WHAT TO PRODUCE » Lines with the word "Query" in them are the ones to copy from the records.

PROVIDED DATA »
====

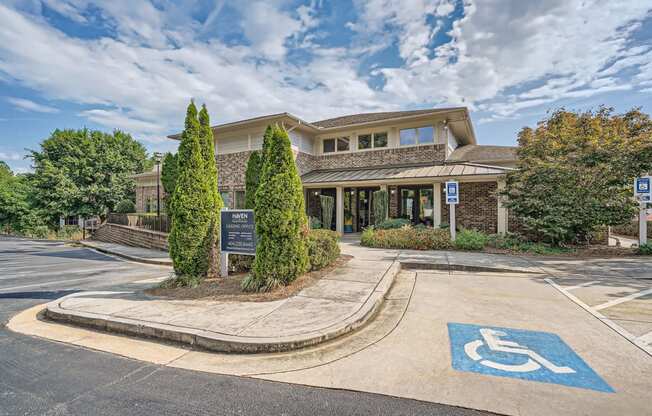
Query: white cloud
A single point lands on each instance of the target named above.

====

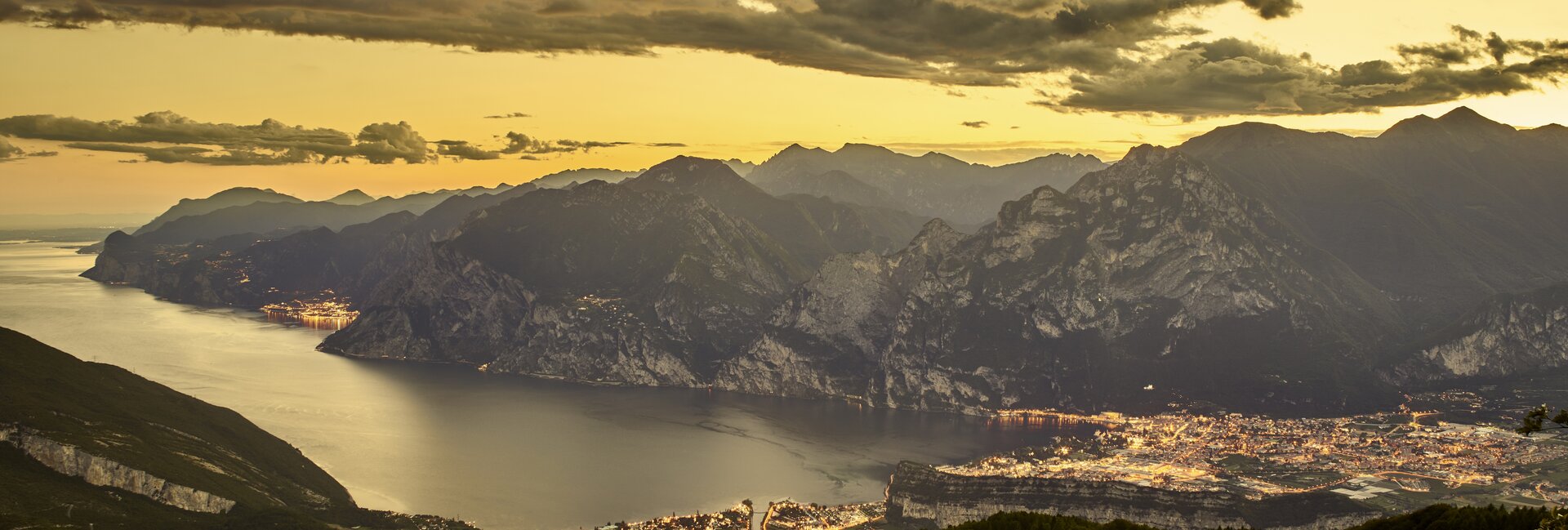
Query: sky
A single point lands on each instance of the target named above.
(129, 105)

====

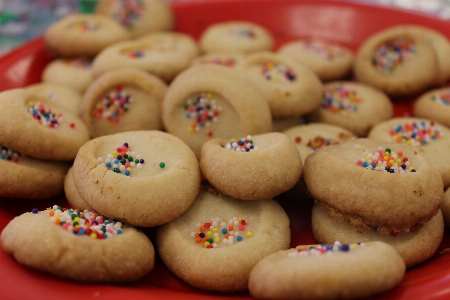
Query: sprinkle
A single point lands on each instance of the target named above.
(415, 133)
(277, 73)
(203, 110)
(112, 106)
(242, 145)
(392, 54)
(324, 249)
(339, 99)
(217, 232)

====

YOUR SOLUTION »
Query: white cloud
Query: sky
Query: sprinkle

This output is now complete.